**EXERCISE AIM**. Please copy, exactly as they appear below, the lines from the one containing "Target: green shopping bag" through the one containing "Objective — for every instance of the rope".

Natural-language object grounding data
Content starts
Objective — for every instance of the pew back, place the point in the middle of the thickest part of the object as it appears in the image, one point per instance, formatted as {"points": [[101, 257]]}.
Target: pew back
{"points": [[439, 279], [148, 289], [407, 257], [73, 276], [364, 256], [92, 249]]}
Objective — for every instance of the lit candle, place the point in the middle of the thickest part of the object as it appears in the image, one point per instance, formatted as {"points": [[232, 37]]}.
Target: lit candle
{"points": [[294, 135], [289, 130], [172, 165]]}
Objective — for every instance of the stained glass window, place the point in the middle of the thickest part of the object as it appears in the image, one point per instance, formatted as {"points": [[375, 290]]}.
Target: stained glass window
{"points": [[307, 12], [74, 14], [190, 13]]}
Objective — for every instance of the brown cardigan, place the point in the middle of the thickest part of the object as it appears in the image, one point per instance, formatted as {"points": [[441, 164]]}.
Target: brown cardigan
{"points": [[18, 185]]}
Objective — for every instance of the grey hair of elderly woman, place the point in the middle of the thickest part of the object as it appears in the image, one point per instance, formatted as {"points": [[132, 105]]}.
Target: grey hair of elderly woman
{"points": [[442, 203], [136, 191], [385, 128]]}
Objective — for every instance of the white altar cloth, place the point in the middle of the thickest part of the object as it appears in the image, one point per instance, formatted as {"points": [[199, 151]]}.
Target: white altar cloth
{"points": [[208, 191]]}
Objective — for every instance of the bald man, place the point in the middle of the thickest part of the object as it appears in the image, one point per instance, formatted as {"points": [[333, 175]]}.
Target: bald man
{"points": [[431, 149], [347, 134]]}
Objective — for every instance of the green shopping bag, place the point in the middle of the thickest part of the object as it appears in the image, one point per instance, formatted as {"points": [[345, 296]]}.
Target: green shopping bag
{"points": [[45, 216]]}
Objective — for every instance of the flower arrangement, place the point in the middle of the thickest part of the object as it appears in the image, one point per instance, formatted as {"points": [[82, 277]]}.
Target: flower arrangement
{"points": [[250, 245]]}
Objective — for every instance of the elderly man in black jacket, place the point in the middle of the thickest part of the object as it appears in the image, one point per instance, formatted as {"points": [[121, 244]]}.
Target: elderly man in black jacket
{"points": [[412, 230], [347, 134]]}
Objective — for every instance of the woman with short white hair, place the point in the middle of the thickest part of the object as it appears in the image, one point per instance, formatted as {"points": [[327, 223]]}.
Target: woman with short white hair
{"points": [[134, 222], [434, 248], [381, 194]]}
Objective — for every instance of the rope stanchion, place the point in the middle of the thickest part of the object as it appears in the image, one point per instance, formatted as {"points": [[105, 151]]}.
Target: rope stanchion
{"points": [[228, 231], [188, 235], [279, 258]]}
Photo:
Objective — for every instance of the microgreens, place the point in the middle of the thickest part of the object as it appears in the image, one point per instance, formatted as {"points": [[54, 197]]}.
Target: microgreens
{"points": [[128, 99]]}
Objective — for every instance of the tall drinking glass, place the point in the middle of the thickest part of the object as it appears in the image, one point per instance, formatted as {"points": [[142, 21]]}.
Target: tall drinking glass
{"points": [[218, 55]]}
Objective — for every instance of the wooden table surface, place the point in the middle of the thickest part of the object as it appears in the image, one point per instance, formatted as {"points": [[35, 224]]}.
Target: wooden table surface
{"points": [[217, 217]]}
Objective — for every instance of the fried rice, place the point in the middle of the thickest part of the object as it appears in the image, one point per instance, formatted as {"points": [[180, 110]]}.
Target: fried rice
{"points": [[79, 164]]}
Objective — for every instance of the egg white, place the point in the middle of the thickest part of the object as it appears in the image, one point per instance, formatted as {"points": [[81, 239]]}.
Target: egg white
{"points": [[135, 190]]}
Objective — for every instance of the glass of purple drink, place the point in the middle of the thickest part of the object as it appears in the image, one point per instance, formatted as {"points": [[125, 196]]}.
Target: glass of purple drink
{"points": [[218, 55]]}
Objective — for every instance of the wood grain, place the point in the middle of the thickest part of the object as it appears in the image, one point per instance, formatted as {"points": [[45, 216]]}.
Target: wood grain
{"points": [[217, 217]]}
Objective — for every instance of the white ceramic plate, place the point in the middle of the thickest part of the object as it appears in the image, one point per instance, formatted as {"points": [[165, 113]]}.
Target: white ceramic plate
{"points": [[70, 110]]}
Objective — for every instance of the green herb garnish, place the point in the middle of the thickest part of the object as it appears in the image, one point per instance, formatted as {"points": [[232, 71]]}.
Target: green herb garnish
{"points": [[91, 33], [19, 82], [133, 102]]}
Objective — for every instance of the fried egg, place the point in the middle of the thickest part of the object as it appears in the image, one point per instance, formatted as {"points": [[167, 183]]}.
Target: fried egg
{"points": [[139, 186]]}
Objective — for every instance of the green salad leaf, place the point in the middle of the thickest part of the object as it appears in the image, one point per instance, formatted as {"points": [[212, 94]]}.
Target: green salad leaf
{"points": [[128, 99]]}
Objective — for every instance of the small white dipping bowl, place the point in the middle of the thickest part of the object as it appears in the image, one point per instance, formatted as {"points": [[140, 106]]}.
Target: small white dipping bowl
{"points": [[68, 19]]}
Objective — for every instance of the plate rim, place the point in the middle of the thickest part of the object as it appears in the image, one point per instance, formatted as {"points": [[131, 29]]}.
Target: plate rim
Content ends
**ANSWER TO THIS EXERCISE**.
Target: green shopping bag
{"points": [[45, 216]]}
Objective — for every instance of the flower arrangement, place the point in the middle of the thickest part of the object as it appears in the image, one point per instance, formatted as {"points": [[82, 277]]}.
Target: flower arrangement
{"points": [[250, 245]]}
Objective — for every instance of the elderly man in black jacket, place the point in the middle of the thickest part of the object as it appears in the image, one point per instance, formatted as {"points": [[121, 244]]}.
Target: elderly man in black jacket
{"points": [[412, 230], [347, 134]]}
Objective — for every instance of the woman with short white hair, place the point in the middle of the thickest part of the object as it appears in the image, one point per instance, formatted as {"points": [[327, 223]]}.
Target: woman with short white hair
{"points": [[134, 222], [434, 248], [381, 194]]}
Objective — for every instance of the rope stanchion, place the point in the middle of the thickest part of the object as it appears in the image, one point per instance, formatted as {"points": [[105, 151]]}.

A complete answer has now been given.